**WHAT TO PRODUCE**
Report each line of the material below that contains the word "ladle".

^^^^^^^^^^^^^^^^

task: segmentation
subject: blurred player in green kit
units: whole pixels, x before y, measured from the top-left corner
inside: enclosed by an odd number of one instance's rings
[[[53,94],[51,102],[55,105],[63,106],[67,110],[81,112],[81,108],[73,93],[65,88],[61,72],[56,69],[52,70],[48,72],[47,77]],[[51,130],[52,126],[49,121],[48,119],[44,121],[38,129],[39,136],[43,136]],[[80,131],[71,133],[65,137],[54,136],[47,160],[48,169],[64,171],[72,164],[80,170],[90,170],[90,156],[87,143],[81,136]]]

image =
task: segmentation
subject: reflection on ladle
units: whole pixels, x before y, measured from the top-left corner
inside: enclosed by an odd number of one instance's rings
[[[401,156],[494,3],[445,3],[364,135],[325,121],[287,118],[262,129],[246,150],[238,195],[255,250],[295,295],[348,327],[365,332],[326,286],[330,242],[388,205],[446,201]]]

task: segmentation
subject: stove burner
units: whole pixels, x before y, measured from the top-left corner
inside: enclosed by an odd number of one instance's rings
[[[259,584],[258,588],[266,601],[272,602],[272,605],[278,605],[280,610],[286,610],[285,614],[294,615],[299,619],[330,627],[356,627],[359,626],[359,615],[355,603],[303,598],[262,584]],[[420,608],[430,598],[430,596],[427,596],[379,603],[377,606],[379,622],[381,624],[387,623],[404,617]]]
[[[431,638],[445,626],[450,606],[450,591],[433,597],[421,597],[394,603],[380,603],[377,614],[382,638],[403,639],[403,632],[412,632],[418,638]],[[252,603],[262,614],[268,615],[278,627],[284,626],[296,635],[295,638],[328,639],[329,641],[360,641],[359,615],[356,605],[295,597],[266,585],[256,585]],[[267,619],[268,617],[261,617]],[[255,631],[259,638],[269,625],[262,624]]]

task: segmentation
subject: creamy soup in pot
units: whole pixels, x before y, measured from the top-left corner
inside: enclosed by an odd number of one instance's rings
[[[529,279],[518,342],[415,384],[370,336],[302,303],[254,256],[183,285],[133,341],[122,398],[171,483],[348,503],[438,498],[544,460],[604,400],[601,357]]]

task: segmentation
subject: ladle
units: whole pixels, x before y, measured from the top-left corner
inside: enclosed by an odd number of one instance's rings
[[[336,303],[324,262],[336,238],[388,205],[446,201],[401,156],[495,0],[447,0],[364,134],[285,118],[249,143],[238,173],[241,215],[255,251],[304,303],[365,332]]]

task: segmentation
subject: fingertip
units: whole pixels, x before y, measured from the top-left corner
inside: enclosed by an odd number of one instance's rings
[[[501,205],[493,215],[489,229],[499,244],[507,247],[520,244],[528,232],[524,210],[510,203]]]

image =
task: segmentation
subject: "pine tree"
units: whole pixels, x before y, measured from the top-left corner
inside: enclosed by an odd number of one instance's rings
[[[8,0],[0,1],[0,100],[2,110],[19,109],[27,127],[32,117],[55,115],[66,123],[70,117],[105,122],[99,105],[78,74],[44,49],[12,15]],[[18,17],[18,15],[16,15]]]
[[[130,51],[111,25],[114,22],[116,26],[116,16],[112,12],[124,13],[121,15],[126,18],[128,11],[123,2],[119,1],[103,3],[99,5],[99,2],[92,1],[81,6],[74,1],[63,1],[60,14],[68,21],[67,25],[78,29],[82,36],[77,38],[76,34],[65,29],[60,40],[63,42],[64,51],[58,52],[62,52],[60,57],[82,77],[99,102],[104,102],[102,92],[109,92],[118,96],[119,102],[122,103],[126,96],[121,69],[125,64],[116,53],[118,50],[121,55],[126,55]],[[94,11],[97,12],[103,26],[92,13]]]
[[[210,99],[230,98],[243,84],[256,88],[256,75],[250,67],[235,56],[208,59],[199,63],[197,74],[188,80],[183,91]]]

^^^^^^^^^^^^^^^^

**ANSWER TO THE EXERCISE**
subject: reflection on ladle
subject: ladle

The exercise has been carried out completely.